Selected excerpt:
Under what kind of dispensation will the largest head for income for
a state be liquor?
Which political
leader can afford to publicly announce, tens and scores of times,
from public stages, rallies and gurdwaras, that a member of the
Badal family will fight a particular Lok Sabha seat?
In the game of
money-propelled politics, muscular tactics of managing and herding
the youth through Students Organisation of India, de-legitimising
the atmosphere of the universities through daily interference,
family control over SGPC and “hum do, hamara sab kuchh” as
party philosophy, the electoral arena in Punjab is too slippery for
men and women with good intentions to either suffer a humiliating
fall or get sucked into the vortex of dirty political games.
In times like
these, the decision to stay away from electoral politics can be a
key path forward but only if we are clear that such a decision has
come from ideological clarity and an understanding that the levers
of power do not only operate through electoral domain.
Recent years all
over the world have shown that non-politicians in a traditional
sense are also men and women of power. Many NGOs have shown that.

Data excerpts:
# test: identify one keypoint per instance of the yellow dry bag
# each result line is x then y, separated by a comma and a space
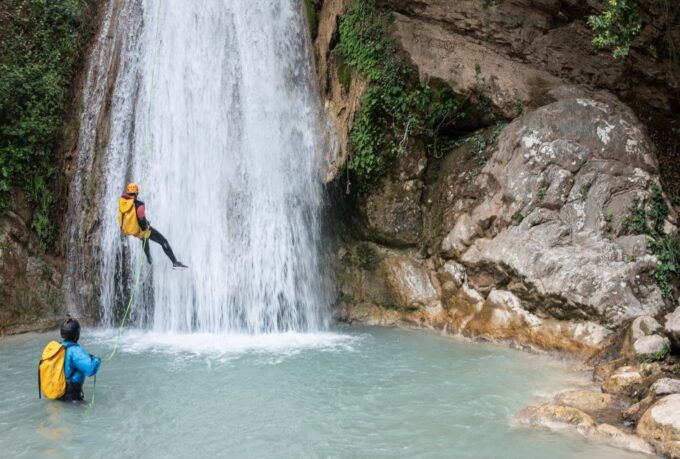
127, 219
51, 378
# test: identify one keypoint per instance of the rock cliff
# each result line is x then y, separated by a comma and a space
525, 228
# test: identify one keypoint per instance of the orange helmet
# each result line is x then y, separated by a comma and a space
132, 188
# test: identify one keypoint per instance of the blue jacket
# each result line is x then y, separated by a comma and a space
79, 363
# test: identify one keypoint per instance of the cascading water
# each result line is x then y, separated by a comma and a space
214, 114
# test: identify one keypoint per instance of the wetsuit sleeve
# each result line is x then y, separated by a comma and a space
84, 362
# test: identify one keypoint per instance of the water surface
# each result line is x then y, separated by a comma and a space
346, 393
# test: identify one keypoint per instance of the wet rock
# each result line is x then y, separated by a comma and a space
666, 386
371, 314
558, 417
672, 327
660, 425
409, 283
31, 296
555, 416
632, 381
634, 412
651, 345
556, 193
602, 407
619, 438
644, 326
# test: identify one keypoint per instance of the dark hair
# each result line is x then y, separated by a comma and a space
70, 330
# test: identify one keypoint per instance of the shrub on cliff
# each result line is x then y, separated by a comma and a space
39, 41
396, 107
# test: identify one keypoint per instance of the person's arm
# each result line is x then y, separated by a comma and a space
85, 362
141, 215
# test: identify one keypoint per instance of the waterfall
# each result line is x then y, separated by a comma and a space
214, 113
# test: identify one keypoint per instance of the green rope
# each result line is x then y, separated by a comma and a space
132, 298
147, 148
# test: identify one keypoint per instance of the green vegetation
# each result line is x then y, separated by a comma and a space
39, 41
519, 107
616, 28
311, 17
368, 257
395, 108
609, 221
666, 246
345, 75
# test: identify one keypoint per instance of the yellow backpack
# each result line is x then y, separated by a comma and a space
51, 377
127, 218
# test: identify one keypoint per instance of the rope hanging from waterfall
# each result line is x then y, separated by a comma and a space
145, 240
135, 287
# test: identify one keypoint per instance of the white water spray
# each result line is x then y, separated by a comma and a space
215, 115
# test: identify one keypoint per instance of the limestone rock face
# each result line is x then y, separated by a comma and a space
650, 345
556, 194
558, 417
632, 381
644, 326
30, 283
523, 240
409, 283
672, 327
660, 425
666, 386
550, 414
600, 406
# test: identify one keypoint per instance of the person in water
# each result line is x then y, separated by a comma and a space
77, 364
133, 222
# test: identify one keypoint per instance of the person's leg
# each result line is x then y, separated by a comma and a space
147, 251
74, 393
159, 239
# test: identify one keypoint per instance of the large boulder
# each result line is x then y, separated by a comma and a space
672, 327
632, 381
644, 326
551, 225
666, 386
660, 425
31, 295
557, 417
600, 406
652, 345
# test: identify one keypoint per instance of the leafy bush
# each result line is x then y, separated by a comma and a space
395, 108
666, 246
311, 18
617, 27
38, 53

==

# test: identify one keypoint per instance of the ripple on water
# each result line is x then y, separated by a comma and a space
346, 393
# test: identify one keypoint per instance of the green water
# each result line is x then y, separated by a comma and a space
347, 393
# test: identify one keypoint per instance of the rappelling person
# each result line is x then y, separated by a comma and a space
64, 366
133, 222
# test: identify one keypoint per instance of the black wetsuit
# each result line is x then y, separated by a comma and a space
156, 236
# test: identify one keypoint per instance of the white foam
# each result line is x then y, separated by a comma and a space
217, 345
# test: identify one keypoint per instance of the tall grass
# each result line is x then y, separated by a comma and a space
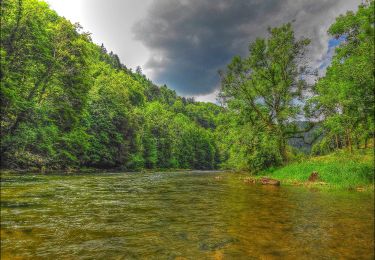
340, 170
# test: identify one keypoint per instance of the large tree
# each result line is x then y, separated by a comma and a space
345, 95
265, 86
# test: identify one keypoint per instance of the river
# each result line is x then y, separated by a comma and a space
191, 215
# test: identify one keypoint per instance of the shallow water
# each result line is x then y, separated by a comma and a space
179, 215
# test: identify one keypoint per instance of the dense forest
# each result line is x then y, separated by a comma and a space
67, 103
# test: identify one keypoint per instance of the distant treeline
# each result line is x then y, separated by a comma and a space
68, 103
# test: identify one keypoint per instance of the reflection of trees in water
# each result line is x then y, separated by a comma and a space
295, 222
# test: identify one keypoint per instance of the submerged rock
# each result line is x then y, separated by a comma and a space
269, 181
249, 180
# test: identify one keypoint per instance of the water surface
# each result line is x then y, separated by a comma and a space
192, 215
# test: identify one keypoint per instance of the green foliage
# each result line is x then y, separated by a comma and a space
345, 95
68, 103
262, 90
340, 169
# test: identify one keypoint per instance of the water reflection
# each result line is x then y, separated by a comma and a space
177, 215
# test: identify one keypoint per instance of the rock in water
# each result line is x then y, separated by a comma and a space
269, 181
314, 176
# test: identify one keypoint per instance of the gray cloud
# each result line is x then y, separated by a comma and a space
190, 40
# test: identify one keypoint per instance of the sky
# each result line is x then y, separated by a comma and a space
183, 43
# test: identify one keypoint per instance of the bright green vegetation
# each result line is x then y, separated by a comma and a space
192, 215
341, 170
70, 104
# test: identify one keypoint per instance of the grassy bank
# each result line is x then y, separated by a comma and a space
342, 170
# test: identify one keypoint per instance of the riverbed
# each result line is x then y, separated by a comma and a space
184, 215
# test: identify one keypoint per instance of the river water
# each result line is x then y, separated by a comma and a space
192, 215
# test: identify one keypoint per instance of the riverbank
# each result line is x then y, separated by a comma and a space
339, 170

What the task asks: Can you carry on the essay about Punjab's electoral politics, starting right after its final sentence?

Answer for the task:
Aruna Roy is a great example, so is Sunder Lal Bahuguna. Those who
have pushed for Right to Information Act or the Rozgar Guarantee
Yojana have done more to help their people than those who have won
elections.
Of course, we
caution against attempts by politicians to spread the canard that
politics is dirty business. It is not. Politics is what decides what
will be on your breakfast table, what kind of schools your children
will go to, how your teenage kids will travel to shores far away and
whether someone can block that beautiful view of a rising sun from
your bedroom window by coming up with a six-storey mall right in
front of your sweet little home. Can such a vocation be dirty? What
could be a more pious duty than to follow one’s conscience and
participate in this game called politics?
But electoral
politics is not the only form of politics. In fact, those who have
succeeded in capturing the electoral arena, the morally degraded and
intellectually dishonest and bankrupt parties in
India,
have succeeded by primarily de-politicising the political notion.
We saw how in
the United States people’s feelings on the question of
Iraq
were swayed by the Bush administration because of Americans’ near
total de-politicisation; the success of Barack Obama lay in
sensitizing the electorate to the politics of it all.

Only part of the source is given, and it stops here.